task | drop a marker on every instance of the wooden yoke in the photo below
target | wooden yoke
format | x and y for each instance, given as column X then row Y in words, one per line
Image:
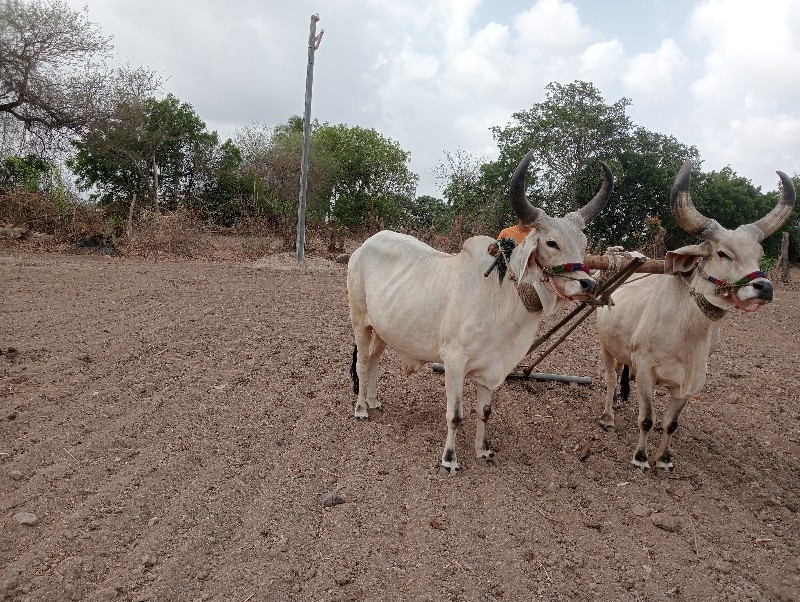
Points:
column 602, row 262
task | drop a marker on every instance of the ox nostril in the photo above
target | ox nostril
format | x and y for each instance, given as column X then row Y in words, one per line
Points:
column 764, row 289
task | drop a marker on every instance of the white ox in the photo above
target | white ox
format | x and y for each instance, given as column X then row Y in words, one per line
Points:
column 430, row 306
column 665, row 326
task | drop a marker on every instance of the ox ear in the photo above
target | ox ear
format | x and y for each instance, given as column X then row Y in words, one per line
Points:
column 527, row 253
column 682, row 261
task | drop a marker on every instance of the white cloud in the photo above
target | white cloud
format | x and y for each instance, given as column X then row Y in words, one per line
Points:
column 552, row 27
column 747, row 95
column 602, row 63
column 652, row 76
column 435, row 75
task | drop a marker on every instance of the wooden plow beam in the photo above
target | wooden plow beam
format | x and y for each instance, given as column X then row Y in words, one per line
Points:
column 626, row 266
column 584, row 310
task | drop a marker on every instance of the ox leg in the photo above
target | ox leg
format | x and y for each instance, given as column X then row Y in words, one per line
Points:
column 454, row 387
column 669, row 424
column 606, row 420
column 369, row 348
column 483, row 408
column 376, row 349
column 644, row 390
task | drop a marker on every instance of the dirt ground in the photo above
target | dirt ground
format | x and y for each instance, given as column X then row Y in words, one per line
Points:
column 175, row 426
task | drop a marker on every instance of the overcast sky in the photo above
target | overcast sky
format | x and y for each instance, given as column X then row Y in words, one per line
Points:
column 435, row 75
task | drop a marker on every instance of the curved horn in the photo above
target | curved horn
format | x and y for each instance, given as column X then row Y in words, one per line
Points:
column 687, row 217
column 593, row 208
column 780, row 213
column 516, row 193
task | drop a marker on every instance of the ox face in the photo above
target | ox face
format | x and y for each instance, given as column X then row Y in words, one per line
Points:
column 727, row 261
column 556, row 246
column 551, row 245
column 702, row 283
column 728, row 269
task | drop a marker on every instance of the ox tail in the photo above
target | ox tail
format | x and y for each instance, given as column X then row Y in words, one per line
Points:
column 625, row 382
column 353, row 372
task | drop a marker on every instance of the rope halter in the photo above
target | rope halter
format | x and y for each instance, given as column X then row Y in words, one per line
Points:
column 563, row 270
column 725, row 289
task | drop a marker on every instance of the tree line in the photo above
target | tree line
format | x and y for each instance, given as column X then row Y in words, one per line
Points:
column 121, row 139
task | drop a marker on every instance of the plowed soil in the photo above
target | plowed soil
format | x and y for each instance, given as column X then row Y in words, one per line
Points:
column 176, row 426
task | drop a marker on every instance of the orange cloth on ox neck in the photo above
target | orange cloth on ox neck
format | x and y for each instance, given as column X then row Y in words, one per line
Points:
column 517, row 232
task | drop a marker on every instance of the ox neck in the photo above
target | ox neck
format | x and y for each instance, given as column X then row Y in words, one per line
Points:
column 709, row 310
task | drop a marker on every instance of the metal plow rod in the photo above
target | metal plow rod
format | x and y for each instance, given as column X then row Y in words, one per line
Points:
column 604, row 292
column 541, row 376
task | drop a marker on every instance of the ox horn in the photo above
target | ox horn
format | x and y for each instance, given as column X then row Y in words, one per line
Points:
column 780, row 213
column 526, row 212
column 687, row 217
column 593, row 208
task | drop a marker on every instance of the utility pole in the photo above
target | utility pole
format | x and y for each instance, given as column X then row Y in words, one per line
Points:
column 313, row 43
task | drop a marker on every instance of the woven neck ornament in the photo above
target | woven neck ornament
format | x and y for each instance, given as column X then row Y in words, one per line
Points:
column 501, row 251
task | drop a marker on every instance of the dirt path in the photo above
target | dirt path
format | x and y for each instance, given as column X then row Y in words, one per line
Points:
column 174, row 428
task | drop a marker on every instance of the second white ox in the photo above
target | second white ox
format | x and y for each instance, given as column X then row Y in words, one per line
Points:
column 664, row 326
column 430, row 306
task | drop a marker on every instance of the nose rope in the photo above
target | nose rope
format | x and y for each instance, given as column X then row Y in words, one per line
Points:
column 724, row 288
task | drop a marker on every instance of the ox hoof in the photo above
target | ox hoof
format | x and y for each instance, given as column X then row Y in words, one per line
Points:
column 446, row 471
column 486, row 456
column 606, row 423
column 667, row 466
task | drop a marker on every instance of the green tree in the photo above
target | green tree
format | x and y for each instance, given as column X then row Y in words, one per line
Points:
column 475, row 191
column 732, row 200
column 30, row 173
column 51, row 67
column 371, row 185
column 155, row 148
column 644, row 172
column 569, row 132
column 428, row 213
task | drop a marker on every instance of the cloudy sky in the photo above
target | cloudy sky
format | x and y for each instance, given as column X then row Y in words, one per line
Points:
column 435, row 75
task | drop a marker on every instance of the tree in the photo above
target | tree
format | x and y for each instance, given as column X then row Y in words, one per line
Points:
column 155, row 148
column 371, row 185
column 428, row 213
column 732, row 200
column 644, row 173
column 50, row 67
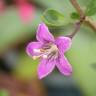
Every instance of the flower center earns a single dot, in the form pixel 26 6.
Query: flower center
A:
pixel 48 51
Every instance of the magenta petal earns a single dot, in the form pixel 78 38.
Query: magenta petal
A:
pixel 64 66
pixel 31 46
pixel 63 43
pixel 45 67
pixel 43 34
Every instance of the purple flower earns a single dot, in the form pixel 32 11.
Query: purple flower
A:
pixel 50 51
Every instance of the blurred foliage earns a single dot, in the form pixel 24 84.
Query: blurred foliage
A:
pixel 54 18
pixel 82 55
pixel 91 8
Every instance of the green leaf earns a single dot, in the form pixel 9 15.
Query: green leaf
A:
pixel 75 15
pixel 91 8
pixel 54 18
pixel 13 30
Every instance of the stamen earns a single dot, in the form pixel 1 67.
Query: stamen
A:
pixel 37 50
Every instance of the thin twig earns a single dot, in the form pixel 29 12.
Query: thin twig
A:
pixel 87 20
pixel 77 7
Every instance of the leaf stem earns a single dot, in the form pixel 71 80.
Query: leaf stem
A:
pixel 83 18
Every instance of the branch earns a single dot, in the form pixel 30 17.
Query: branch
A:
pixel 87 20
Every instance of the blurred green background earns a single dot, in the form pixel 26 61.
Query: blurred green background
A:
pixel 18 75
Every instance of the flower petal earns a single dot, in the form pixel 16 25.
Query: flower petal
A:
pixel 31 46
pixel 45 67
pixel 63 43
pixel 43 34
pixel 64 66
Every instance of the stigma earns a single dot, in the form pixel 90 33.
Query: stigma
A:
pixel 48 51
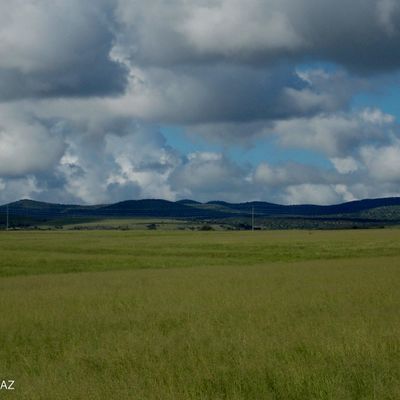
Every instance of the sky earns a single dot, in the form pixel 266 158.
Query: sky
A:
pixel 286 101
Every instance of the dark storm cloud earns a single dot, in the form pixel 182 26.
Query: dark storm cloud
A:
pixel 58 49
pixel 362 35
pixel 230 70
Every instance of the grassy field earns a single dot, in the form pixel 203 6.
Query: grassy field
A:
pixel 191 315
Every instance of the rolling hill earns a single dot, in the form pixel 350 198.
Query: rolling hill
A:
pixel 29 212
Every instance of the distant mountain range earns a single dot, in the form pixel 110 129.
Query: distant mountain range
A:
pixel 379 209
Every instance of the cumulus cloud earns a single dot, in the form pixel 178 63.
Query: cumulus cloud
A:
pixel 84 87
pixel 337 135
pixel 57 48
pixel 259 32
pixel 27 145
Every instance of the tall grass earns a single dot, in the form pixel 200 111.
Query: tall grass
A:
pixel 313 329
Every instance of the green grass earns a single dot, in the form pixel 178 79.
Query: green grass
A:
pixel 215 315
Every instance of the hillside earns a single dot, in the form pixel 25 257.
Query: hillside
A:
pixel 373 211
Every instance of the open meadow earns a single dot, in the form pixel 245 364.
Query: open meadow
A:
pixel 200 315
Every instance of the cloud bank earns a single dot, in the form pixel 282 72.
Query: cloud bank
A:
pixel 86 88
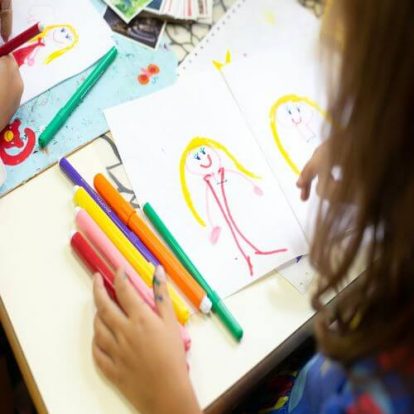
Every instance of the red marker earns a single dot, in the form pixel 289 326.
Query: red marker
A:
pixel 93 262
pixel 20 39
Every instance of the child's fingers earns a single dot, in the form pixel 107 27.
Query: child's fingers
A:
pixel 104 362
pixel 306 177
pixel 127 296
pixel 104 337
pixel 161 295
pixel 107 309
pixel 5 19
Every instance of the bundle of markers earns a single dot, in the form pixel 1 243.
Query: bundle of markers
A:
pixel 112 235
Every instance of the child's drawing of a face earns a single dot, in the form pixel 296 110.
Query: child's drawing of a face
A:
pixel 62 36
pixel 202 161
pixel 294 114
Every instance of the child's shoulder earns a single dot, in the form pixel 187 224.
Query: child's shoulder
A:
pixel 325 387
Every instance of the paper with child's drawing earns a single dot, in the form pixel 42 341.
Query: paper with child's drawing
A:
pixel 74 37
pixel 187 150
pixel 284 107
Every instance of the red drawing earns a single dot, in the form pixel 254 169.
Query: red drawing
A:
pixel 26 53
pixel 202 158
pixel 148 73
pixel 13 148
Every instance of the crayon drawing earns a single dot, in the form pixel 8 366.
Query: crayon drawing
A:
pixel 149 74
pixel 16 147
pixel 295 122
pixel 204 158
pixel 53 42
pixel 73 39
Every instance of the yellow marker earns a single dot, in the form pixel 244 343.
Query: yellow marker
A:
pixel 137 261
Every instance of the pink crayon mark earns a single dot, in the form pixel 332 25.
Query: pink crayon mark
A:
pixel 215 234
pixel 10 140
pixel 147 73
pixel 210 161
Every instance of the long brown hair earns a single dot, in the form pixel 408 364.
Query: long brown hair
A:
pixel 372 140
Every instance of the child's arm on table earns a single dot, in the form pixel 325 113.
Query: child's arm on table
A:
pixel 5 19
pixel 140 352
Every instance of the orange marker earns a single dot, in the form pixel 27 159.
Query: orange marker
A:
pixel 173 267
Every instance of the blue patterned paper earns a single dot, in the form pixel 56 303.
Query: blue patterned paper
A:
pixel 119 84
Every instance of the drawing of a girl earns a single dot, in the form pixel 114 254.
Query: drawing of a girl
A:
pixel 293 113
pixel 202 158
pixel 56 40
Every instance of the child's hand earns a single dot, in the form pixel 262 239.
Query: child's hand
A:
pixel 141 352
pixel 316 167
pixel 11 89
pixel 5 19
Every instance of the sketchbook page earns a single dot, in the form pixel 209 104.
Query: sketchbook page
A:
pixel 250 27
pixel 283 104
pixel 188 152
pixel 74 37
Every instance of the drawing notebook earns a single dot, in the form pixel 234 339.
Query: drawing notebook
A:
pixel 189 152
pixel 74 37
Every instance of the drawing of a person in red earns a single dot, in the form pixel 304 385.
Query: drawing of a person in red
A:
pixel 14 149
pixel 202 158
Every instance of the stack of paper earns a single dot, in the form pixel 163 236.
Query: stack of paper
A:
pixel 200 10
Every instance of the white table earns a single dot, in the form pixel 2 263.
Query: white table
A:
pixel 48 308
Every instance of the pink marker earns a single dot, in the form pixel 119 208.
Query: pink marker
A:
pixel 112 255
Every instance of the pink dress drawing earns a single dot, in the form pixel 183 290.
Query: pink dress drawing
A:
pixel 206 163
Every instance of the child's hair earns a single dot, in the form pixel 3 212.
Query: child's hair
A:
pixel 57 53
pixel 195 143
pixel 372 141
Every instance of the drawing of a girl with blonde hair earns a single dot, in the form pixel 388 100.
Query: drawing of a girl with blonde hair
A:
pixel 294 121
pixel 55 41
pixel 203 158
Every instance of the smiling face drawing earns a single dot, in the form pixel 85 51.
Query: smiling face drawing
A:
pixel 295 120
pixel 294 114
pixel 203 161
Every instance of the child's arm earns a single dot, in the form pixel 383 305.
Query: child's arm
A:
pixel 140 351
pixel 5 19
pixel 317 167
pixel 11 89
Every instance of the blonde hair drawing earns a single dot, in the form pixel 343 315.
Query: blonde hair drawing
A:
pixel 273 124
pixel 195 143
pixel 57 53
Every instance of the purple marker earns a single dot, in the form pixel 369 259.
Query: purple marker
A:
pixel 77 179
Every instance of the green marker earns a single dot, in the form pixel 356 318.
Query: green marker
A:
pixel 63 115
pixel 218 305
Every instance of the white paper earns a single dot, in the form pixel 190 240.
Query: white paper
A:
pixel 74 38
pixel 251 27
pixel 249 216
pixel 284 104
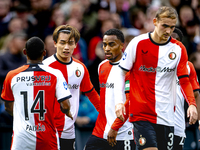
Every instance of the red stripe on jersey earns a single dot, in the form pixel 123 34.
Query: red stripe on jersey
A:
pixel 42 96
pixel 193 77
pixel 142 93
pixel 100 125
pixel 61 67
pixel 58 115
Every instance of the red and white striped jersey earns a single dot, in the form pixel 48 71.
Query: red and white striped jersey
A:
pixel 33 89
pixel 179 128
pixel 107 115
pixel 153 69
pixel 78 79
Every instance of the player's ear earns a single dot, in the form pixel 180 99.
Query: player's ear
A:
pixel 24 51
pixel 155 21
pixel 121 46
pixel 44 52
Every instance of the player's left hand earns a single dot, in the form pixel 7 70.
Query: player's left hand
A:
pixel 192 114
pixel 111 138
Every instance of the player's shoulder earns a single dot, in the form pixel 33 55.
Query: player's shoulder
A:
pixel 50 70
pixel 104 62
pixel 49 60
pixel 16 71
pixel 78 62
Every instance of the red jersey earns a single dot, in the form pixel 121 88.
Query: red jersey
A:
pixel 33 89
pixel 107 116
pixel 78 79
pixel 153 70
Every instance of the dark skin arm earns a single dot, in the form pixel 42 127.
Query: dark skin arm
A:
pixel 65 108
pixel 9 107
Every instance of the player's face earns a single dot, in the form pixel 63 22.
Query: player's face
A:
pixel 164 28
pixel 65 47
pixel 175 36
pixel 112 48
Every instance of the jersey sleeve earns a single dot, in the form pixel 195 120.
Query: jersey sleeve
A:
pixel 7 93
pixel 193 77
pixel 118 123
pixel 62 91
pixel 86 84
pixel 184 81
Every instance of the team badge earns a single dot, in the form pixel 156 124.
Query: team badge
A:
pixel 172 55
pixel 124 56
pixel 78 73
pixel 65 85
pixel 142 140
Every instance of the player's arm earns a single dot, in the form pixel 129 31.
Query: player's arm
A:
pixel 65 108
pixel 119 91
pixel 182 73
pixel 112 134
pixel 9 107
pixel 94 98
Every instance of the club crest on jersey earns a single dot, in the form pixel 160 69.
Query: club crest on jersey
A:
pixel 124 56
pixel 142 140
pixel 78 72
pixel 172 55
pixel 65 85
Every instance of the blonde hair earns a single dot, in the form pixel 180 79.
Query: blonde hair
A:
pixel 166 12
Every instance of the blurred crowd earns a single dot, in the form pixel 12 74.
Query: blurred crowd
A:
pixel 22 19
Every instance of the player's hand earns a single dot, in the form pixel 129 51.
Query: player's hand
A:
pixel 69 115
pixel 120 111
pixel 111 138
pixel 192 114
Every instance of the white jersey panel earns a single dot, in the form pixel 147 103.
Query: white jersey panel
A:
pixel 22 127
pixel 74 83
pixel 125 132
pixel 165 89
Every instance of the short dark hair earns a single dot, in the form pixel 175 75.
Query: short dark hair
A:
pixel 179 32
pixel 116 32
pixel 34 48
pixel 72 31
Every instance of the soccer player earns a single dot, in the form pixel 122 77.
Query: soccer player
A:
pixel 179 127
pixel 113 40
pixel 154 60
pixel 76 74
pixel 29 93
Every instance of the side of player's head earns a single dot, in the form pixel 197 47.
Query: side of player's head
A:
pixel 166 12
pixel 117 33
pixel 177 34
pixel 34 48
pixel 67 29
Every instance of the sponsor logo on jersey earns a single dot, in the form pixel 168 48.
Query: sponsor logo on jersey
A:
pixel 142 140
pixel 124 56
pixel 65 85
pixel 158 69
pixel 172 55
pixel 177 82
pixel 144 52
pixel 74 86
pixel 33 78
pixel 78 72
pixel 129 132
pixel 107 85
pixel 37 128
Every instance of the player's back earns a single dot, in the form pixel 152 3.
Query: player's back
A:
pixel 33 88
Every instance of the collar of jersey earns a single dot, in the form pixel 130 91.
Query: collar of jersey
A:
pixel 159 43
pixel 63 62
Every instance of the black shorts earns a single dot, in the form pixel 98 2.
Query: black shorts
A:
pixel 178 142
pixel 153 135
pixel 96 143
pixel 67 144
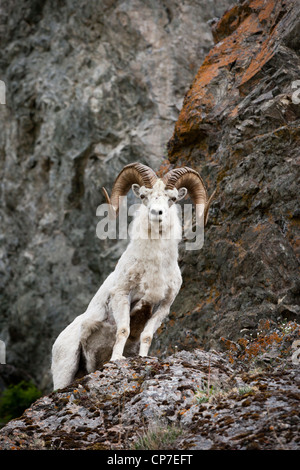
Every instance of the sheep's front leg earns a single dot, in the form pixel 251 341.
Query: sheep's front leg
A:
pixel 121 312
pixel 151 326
#####
> ABOUT THIS EXERCISE:
Please count how many lines of the records include "mountain", giving the number and nothing else.

> SOLUTION:
2